* **OBJECTIVE**
Print the data below word for word, leaving out the pictures.

* **INPUT DATA**
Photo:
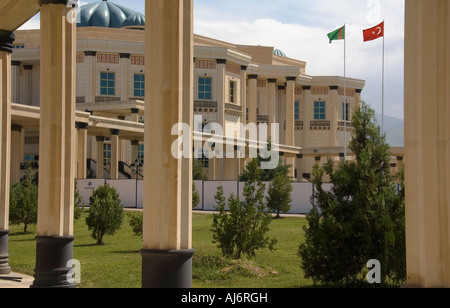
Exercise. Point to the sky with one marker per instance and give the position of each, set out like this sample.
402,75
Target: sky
299,28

* **FINAL RESULT**
Photo:
Exercise. Point to the sky with one marker per instance and give the position of each, set out like this sample.
402,75
Target: sky
299,28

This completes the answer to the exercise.